____ SOURCE TEXT

Dressed in hazardous-material suits, the investigators began collecting evidence at Skripal’s house in the city and erected a blue forensic tent around the grave of the son. The police said they had requested military assistance to “remove a number of vehicles and objects from the scene.”

Skripal’s wife, Lyudmila, 59, died in 2012 of uterine cancer, according to records from the National Health Service. His son Alexander, 43, died last year.

Authorities did not provide details, saying only that they had not exhumed any bodies, but the forensic activities at the London Road Cemetery intensified speculation about the poisonings.

Skripal, 66, and his daughter, Yulia S. Skripal, 33, were found unconscious Sunday afternoon on a bench outside a shopping center.

Police said the two had been poisoned with a nerve agent difficult to produce outside a government laboratory, heightening suspicions that Russia had played a role.

On Friday, army weapons experts and scores of troops were deployed to Salisbury to assist in the investigation. The 180 military personnel sent included the Royal Tank Regiment, Royal Marines, and chemical-weapons specialists and bomb-disposal units.

Russia’s foreign minister, Sergey Lavrov, on Friday denied the government was involved in the poisonings but offered assistance in the investigation.

“We have not heard a single fact; we only watch footage on TV, where our colleagues say with serious faces and with gusto that if it is Russia, then a response will follow that Russia will remember forever,” he said, according to Interfax. He added: “It is not serious. It is pure propaganda and the whipping up of hysteria.”

________
____ RECORDS SUPPLIED

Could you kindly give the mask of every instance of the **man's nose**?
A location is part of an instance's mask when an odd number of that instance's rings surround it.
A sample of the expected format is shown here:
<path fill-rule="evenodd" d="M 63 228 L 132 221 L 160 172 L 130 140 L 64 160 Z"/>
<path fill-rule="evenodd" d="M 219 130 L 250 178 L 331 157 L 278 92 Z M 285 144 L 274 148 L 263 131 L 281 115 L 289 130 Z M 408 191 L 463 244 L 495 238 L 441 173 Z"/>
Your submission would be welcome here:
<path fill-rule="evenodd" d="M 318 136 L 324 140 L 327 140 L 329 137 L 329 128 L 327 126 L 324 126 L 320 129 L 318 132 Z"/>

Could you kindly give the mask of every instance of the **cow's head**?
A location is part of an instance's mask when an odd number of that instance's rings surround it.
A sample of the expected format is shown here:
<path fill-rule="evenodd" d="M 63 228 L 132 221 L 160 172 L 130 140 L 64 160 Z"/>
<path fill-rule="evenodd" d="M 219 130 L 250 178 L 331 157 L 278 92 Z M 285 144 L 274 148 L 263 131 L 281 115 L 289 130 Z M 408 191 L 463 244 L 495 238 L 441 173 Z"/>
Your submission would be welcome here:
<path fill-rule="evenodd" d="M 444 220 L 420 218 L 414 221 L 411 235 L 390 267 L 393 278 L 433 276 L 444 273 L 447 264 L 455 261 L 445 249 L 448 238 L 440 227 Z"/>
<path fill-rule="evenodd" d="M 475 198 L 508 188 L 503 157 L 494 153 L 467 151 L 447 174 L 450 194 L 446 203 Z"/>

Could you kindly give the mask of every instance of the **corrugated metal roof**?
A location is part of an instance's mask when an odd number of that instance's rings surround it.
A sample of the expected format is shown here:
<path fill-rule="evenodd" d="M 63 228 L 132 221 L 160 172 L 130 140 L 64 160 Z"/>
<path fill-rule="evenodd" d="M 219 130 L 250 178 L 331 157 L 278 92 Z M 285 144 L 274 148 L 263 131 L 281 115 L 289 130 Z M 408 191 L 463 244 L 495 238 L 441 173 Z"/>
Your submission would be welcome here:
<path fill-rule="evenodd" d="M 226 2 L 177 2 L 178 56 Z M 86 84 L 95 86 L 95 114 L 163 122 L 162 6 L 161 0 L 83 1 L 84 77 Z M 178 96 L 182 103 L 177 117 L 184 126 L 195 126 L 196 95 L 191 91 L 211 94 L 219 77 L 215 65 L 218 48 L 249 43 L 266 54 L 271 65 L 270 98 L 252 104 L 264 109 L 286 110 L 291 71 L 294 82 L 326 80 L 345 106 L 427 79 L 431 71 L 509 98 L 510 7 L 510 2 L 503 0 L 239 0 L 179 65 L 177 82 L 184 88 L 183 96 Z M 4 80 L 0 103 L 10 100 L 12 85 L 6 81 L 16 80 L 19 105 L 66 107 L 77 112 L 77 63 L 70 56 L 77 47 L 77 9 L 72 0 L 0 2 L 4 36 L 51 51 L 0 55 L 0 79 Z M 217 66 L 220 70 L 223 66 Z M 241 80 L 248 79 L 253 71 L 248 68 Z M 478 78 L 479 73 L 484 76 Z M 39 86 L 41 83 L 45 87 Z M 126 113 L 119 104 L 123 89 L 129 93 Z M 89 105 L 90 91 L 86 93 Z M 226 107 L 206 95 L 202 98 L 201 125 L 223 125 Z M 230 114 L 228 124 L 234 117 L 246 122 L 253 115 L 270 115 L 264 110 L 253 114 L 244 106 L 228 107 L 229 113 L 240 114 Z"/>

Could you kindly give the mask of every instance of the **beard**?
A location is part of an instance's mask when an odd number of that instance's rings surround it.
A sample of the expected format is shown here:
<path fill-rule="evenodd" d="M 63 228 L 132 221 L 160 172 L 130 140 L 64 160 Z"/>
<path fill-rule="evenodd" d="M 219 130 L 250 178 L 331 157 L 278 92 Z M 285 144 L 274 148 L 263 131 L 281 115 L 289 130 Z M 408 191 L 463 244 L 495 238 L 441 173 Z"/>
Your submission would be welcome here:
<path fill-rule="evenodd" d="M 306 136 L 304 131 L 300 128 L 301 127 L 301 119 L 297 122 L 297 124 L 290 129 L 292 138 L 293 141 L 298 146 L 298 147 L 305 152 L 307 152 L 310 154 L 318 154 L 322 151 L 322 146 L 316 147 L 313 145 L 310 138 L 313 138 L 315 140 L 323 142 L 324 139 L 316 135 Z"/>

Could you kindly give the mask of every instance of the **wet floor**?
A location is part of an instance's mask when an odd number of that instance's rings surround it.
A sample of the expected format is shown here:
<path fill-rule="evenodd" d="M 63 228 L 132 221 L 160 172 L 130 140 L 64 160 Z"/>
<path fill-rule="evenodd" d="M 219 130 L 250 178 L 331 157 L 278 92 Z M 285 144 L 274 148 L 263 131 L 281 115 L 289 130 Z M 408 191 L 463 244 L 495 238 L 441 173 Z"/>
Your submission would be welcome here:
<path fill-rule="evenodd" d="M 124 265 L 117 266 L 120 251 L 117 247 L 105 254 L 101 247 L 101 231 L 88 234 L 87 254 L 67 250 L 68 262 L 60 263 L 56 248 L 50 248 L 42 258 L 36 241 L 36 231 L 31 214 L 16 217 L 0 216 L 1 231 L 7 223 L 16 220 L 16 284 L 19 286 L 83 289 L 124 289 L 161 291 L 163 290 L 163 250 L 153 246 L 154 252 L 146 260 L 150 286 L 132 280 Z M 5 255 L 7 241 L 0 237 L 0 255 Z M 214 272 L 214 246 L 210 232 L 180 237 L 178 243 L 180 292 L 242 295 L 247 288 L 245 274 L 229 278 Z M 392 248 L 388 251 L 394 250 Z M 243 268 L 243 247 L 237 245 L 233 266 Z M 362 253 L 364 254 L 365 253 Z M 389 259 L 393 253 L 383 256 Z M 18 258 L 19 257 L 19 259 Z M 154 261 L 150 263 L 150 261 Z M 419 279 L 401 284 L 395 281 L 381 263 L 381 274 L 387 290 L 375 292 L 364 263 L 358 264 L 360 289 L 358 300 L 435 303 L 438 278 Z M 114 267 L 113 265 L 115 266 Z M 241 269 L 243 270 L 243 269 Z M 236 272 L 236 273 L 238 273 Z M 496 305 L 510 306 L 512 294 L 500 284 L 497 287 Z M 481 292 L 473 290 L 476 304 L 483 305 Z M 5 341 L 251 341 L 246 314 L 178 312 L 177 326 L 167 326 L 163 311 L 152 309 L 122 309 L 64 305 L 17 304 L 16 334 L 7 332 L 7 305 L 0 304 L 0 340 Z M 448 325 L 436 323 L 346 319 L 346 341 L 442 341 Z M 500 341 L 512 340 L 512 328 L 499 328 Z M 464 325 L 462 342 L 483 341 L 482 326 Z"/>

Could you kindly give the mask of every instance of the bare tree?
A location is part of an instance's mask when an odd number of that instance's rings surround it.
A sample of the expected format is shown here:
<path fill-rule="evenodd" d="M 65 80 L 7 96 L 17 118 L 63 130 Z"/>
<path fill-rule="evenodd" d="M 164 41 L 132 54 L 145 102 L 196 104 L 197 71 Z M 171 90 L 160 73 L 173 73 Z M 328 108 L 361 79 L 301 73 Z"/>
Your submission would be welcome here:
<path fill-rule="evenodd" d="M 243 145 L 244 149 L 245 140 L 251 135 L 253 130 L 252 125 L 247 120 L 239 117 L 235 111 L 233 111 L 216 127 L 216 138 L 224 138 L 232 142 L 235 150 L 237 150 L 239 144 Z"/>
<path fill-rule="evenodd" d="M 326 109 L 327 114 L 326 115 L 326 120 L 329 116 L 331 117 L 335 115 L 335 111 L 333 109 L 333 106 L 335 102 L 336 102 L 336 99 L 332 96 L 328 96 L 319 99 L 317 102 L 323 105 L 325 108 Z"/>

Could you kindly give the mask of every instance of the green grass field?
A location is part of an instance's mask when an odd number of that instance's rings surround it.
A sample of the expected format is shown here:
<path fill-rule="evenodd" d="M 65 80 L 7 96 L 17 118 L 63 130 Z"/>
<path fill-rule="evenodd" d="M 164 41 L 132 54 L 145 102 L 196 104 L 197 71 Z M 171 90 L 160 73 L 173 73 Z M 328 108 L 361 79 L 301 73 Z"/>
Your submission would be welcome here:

________

▸ TASK A: According to the Skripal poisoning text, how many military personnel were sent to Salisbury?
▸ TASK B: Pick up the text on the Skripal poisoning and write its continuation.

▸ WRITTEN ANSWER A: 180

▸ WRITTEN ANSWER B:
A day earlier, a presenter on Russia’s Channel One news program struck a different tone, saying — without mentioning names — that the poisonings should serve as a warning to Russians considering betraying their country.

“The profession of a traitor is one of the most dangerous in the world,” said the presenter, Kirill Kleimenov, adding: “Don’t choose Britain as a place to live.”

In 2006, Skripal was convicted in Russia of being a double agent and secretly passing classified information to British intelligence. In 2010, he was pardoned, released from prison and sent to Britain as part of a spy exchange with Western agencies.

The Skripal poisonings also affected some investigators, officials said. Detective Sgt. Nick Bailey remains in the hospital in stable condition. Ian Blair, a former commissioner of the Metropolitan Police, told the BBC that Bailey appeared to have been sickened when he went to Skripal’s house, suggesting that the nerve agent may have been released there.